• La Fabrique des salauds, Chris Kraus traduit de l’allemand par Rose Labourie (Belfond)

    photo Pierre Ahnne850 pages. Il n’entrait pas dans ma boîte aux lettres. Aussi fut-il, comme il arrive, déposé sur les boîtes par le coursier pressé, et disparut. Il y a des gens bien malfaisants. Et encore, s’ils s’appropriaient les livres pour les lire… Mais mon exemplaire du roman de Chris Kraus risque fort d’avoir été vendu au plus offrant.

     

    Cependant, certains envois doivent, sans doute, en vertu d’une nécessité qui nous échappe, atteindre leur destinataire. Les éditions Belfond ont eu l’amabilité de me faire parvenir une autre version, numérique, celle-là, de l’ouvrage. Je l’ai lu, plus tard que prévu, en marge des répétitions de ma pièce, La Cantatrice et le Gangster (voir ici). Il fallait bien ça pour m’abstraire de mes préoccupations du moment. Mais ça m’en a abstrait. Quand une lecture est aussi efficace, et ce, sur 850 pages, la moindre des choses est de se demander pourquoi.

     

    Totalitarisme et romanesque

     

    Impossible d’entrer dans le détail de l’intrigue, non seulement pour cause de longueur, mais aussi de sinuosités et rebondissements incessants. Disons que c’est l’histoire de deux frères, Konstantin (Koja) et Hubert (Hub) Solm, issus tous deux, au début du XXe siècle, de la minorité allemande de Riga (Lettonie). Et de leur sœur adoptive, Ev, juive, mais personne, au départ, ne le sait, qui sera alternativement, voire simultanément, l’épouse ou la compagne de l’un et de l’autre. Tout cela sent un peu l’allégorie. Comme c’est le cas aussi de la situation : en 1974, dans un hôpital de Munich, Koja, 70 ans, une balle coincée dans la tête, a pour voisin de chambre un « hippie » nettement plus jeune, amateur de bouddhisme, de paix et de hasch ; il lui raconte sa vie, de l’entre-deux- guerres au présent.
□ □ □ □ □ □ □
Consignes =
1) D'après l'extrait choisi, en quelle année et dans quelle ville Koja se trouve-t-il à l'hôpital ?
2) Dites si chacune de ces affirmations est conforme à l'extrait choisi, par oui ou par non, en citant les mots qui tranchent : (a) le livre imprimé est entré dans la boîte aux lettres ; (b) les éditions Belfond ont envoyé une version numérique de l'ouvrage ; (c) Ev est la sœur adoptive des deux frères.
3) Mettez à jour le passage de l'extrait choisi qui commence aux mots « Impossible d’entrer dans » et s'arrête après « guerres au présent. », en remplaçant « deux frères » par « deux cousins ».

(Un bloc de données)
□ □ □ □ □ □ □
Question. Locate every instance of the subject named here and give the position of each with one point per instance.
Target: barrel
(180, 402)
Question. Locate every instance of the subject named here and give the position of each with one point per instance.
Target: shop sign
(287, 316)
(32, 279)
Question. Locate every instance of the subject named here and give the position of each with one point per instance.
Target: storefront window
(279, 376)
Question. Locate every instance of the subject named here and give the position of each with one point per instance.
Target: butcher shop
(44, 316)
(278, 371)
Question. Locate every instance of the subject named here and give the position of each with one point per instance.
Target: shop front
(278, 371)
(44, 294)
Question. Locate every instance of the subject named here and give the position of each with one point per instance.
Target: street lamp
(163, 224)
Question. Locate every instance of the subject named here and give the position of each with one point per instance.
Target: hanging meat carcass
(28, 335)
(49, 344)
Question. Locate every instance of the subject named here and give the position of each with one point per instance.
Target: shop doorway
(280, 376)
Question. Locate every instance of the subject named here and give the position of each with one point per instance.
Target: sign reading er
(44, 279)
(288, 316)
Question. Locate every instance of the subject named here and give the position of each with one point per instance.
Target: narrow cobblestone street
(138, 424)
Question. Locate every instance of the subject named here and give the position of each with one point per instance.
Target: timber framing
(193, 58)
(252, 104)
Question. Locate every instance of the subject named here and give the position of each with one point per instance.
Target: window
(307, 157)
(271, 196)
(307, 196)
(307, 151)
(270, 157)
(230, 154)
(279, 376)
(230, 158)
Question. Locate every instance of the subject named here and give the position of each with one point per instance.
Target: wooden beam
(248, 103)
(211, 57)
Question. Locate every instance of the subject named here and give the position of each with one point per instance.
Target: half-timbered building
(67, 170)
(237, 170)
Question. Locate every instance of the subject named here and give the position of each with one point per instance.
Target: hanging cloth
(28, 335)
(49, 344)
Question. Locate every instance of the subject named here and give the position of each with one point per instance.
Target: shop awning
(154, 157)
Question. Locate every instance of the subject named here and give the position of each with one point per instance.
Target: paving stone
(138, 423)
□ □ □ □ □ □ □
Réponses par tâche =
1) En 1974, à Munich.

2)
(a) Non : « Il n’entrait pas dans ma boîte aux lettres. »
(b) Oui : « Les éditions Belfond ont eu l’amabilité de me faire parvenir une autre version, numérique, celle-là, de l’ouvrage. »
(c) Oui : « Et de leur sœur adoptive, Ev, juive »

3)
Impossible d’entrer dans le détail de l’intrigue, non seulement pour cause de longueur, mais aussi de sinuosités et rebondissements incessants. Disons que c’est l’histoire de deux cousins, Konstantin (Koja) et Hubert (Hub) Solm, issus tous deux, au début du XXe siècle, de la minorité allemande de Riga (Lettonie). Et de leur sœur adoptive, Ev, juive, mais personne, au départ, ne le sait, qui sera alternativement, voire simultanément, l’épouse ou la compagne de l’un et de l’autre. Tout cela sent un peu l’allégorie. Comme c’est le cas aussi de la situation : en 1974, dans un hôpital de Munich, Koja, 70 ans, une balle coincée dans la tête, a pour voisin de chambre un « hippie » nettement plus jeune, amateur de bouddhisme, de paix et de hasch ; il lui raconte sa vie, de l’entre-deux- guerres au présent.